#### Texte fourni ####
Non, ce roman de George R.R. Martin que Folio ressort est bien différent et ce classement en thriller fantastique est presque trompeur. En fait, ce livre s'inscrit dans cette tradition de la littérature américaine contemporaine à revenir sur ce changement majeur que furent, qu'on le veuille ou non, et même si c'est sans doute imparfait, ce tournant des années 60-70.

Musicalement, on va y revenir, politiquement, mais aussi sur le plan démographique, avec l'arrivée à l'âge adulte de ces baby-boomers qui vont chercher à rompre avec le modèle ancien hérité de leurs parents, voire grands-parents, socialement parce que ces mouvements sont politiques, philosophiques, raciaux, indépendamment, pour beaucoup, des milieux sociaux d'origine.

Martin appartient à cette génération, comme son personnage central, Sandy Blair. Et tout ce qu'il raconte, parfois teinté de nostalgie, d'un peu d'ironie, aussi, me semble-t-il, mais surtout de désenchantement, il l'a certainement connu lui-même. Et lui aussi s'est certainement posé la question de savoir ce qu'il restait de cette jeunesse dans l'adulte installé qu'il était devenu.

Si je parle d'appellation trompeuse, c'est parce que ce roman fleuve de près de 600 pages dans son édition Folio, n'est pas simplement une enquête sur un meurtre. C'est une quête initiatique avant tout, qui fait passer cette intrigue de thriller petit à petit au second plan, parce que les objectifs évoluent et changent au fil des rencontres de Sandy.

De même, si le fantastique est présent, il n'est pas omniprésent. On n'est pas dans un roman de fantasy, ici, mais vraiment dans un roman contemporain. Les manifestations du fantastique existent, elles sont réelles et je pense que chaque lecteur les observera de façon différentes. Pour moi, Martin joue dans ce registre entre manifestations véritables et souvenirs rejaillissant brusquement des placards mentaux où on les avaient rangé, sagement.

Car le coeur du livre, c'est bien ça : mais que sommes-nous donc devenus ? Qu'avons-nous fait de nos idéaux de jeunesse ? Sommes-nous si différents, ou plutôt si indifférents, de ce que nous étions ? Ce roman pourrait être sous-titré "qu'avons-nous fait de nos 20 ans ?" et j'aurais pu choisir aussi ce titre pour le billet.
####
▸ **Tâches**
• a. Dans le texte sur le roman de George R.R. Martin, quel est le nom du personnage central ?
• b. Reprenez le texte sur le roman de George R.R. Martin à la suite de sa dernière phrase.
#### Lignes de données ####
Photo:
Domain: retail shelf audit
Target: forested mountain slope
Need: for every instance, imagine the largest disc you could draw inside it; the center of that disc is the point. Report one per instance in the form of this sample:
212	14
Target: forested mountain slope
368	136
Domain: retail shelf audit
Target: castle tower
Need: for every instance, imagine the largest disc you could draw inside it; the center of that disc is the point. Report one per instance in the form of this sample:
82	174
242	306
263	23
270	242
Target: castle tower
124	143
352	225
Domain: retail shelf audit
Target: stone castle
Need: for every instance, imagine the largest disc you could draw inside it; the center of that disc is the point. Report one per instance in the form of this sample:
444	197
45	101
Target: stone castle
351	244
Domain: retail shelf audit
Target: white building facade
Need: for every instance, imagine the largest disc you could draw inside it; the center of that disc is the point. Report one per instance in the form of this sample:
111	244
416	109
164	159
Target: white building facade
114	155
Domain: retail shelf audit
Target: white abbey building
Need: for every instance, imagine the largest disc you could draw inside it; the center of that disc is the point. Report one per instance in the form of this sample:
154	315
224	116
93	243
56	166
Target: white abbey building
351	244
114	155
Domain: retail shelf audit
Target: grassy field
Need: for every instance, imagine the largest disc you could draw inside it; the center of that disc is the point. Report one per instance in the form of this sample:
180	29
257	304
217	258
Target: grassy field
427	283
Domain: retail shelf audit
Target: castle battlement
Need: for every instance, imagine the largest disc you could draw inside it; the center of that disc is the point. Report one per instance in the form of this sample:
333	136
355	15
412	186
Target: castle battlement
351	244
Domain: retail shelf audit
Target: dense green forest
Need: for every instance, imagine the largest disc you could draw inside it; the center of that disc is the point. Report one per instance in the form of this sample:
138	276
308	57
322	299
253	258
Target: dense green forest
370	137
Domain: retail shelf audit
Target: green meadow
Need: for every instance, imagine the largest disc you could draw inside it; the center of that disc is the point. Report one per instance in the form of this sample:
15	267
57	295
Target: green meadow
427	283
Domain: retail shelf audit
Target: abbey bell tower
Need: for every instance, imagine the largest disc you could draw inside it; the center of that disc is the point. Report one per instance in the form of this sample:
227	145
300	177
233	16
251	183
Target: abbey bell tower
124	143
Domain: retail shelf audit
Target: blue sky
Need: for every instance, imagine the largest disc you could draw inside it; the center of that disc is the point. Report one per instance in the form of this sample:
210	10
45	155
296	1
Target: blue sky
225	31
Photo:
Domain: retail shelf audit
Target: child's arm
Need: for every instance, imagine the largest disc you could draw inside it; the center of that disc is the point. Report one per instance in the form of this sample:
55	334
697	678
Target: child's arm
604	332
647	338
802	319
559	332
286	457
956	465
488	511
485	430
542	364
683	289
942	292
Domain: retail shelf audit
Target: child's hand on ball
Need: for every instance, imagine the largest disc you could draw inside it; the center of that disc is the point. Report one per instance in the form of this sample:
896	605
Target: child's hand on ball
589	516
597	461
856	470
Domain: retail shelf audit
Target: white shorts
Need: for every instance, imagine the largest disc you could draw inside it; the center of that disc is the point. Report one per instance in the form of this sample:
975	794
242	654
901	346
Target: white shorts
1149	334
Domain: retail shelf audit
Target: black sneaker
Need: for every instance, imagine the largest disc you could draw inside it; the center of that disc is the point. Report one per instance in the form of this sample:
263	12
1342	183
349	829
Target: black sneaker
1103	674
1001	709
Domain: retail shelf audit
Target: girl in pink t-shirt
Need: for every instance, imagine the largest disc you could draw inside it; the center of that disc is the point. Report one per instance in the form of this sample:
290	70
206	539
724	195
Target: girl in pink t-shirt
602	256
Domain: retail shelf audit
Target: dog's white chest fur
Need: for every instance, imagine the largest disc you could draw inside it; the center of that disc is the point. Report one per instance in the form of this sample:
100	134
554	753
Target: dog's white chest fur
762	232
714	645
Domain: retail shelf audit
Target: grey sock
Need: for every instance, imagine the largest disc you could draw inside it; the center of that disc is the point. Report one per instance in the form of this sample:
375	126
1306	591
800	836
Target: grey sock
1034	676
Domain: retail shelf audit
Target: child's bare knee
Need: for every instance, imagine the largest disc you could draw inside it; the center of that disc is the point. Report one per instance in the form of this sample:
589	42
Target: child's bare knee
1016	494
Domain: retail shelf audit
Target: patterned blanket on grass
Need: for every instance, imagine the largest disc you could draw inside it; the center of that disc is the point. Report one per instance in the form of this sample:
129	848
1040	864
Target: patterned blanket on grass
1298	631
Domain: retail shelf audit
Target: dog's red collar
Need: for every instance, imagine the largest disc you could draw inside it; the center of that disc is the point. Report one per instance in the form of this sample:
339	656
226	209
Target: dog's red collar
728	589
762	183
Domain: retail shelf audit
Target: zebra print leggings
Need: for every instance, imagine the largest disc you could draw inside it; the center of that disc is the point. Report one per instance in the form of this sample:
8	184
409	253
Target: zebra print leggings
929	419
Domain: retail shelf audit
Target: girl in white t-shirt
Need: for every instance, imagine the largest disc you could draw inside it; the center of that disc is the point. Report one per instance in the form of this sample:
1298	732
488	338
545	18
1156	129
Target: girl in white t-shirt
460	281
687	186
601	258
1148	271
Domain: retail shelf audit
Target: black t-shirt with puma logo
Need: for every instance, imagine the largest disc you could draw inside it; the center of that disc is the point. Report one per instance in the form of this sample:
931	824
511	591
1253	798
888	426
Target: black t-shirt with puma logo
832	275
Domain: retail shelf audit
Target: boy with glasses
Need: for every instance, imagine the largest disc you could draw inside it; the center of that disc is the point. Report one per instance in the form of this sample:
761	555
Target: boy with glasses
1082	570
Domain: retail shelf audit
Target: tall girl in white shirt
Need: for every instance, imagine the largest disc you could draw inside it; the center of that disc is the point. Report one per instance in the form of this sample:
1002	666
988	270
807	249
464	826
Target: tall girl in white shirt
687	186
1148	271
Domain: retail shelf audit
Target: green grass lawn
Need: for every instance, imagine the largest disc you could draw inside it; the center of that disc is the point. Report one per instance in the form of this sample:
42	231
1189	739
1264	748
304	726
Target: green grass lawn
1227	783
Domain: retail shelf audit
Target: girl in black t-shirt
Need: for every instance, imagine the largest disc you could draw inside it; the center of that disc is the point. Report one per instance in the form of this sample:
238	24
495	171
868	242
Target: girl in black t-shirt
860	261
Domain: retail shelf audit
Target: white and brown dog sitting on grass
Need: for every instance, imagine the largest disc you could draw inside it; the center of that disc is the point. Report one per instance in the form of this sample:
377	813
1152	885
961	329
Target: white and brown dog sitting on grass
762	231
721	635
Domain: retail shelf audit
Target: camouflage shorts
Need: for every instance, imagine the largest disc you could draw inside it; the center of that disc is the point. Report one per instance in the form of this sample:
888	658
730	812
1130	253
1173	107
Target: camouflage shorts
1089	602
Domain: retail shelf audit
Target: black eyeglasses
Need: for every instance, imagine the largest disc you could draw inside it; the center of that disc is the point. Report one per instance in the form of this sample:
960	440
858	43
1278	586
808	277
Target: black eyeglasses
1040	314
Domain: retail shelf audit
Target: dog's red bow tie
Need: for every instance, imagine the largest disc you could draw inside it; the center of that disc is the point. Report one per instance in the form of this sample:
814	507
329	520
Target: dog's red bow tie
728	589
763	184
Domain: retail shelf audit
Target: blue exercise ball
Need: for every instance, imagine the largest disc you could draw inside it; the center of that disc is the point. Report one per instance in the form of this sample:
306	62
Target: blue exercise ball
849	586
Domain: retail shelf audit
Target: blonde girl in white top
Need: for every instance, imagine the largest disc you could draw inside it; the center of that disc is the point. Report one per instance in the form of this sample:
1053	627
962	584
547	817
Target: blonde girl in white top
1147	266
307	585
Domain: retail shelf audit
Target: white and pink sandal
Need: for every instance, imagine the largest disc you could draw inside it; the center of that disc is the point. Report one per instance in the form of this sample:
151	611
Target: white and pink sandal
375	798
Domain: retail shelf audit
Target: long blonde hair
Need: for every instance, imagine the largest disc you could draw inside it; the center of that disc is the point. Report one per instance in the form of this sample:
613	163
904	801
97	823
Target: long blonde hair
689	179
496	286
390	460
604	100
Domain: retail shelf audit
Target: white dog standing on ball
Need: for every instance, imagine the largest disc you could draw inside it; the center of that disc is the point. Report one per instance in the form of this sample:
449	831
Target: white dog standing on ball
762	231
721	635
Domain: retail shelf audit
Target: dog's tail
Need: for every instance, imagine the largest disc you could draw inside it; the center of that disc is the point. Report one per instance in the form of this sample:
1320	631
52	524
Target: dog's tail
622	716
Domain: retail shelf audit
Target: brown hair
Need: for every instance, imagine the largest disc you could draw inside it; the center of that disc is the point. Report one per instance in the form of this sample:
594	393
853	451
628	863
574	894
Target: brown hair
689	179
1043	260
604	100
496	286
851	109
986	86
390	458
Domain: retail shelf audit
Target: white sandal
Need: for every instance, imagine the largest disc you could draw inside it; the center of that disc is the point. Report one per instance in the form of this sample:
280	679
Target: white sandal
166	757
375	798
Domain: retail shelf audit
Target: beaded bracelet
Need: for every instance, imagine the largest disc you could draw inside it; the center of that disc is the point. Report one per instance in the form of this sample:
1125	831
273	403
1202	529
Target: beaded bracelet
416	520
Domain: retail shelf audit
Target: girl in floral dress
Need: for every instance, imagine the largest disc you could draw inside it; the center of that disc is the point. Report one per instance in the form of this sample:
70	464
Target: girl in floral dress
####
▸ **Réponses par tâche**
• a. Sandy Blair.

• b.
C'est à la recherche de lui-même que va partir d'abord sans le savoir Sandy. Son enquête, même si elle va aboutir à des découvertes surprenantes, qui vont aussi contribuer à remettre bien des choses en cause, va bifurquer sensiblement. Mais, au-delà, ce que Sandy va devoir trouver, c'est ce juste équilibre entre idéaux et mise en application concrète.

Peut-être est-ce d'ailleurs aussi un des thèmes centraux du roman : comment mettre en oeuvre ses idées justes et belles, même à contre-courant, comment changer le monde qui ne se laisse pas toujours faire, sans basculer dans un radicalisme qu'on peut considérer comme contradictoire, par rapport aux idéaux d'origine.

Bon, en gros, ne peut-on pas concilier la personnalité en rébellion de sa jeunesse avec la personnalité plus posée et réfléchie de son âge adulte ? De ses amis ou connaissances croisées au cours de son périple par Sandy, peu sont véritablement heureux, c'est un fait, et il en fait partie. D'autres ont choisi la radicalité et peuvent sembler aussi inquiétants que ceux qu'ils dénoncent (oui, je sais, je suis un tiède, mais je suis en réalité assez éloigné de tous ces questionnements).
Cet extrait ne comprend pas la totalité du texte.